• The task: Format the records as a JSON list of strings with one string per line, omitting blank lines, beginning at the line that contains "You are an object detector. Scan the scene for any shrub" and continuing through the end of the records.

(Excerpts of labeled region data)
begin
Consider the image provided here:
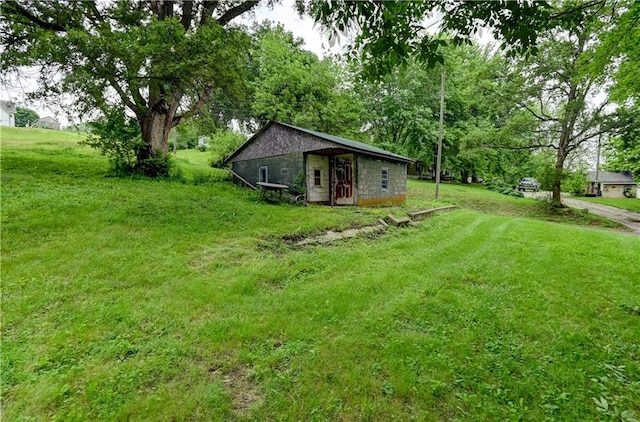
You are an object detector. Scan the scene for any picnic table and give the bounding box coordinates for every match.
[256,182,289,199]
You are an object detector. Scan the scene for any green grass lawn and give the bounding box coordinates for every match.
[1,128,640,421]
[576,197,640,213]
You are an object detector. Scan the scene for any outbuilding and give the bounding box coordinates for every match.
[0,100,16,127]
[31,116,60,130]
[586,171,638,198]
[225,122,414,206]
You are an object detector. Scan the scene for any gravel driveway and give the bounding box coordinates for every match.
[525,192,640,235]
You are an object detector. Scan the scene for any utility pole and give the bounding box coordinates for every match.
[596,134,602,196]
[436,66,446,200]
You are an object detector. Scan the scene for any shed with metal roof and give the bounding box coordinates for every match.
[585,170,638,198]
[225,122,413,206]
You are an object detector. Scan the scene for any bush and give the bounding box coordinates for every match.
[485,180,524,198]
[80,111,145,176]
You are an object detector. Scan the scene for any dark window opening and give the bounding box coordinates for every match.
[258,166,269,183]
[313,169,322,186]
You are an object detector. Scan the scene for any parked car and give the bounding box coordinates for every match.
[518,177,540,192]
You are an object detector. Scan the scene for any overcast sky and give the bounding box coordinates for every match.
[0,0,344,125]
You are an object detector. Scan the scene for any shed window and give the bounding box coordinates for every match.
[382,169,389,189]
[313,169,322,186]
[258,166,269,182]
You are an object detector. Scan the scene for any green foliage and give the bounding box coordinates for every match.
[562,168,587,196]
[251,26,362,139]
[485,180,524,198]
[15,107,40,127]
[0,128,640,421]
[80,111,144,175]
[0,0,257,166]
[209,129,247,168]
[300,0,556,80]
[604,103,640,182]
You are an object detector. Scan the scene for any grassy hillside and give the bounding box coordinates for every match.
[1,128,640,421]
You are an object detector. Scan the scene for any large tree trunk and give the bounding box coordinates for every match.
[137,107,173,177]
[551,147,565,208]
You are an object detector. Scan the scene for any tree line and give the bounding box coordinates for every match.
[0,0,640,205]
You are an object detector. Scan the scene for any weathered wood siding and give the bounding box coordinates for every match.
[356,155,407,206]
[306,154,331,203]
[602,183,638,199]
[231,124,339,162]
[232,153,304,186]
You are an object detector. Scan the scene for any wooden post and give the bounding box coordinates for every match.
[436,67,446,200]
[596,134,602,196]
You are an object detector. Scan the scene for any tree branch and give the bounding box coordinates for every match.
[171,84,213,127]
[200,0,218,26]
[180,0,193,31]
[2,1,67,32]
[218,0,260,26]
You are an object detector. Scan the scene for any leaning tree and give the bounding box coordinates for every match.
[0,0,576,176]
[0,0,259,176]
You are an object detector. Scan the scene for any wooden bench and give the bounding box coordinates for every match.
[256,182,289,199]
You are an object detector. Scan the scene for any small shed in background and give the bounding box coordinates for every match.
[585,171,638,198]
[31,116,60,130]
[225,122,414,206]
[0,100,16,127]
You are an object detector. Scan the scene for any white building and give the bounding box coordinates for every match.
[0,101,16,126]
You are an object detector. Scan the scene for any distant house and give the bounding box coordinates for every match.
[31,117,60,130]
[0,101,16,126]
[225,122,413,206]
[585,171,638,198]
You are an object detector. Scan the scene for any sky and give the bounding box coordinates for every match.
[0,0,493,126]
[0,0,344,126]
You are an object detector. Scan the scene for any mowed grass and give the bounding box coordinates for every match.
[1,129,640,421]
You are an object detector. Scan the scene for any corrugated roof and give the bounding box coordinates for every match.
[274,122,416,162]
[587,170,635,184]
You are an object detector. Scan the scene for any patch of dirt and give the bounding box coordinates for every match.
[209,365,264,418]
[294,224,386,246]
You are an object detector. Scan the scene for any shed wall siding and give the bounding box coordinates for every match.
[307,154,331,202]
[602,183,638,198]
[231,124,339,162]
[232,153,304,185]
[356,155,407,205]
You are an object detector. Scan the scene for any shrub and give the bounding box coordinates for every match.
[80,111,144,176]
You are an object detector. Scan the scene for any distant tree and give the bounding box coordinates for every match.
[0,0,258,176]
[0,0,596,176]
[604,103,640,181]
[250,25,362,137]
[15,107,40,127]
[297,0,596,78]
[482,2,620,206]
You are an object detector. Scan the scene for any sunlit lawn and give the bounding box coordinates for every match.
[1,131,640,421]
end
• Answer to the exercise:
[
  "You are an object detector. Scan the scene for any shrub and give the bounding box coordinates for every match.",
  "[80,111,144,176]",
  "You are an object detector. Scan the scene for any distant tree and give the bounding box coordinates for every match.",
  "[0,0,258,176]",
  "[0,0,596,176]",
  "[604,103,640,181]",
  "[250,25,362,137]",
  "[15,107,40,127]",
  "[297,0,596,78]",
  "[482,2,620,206]",
  "You are an object detector. Scan the scene for any sunlit lawn and give the bounding box coordinates for every match.",
  "[1,131,640,421]"
]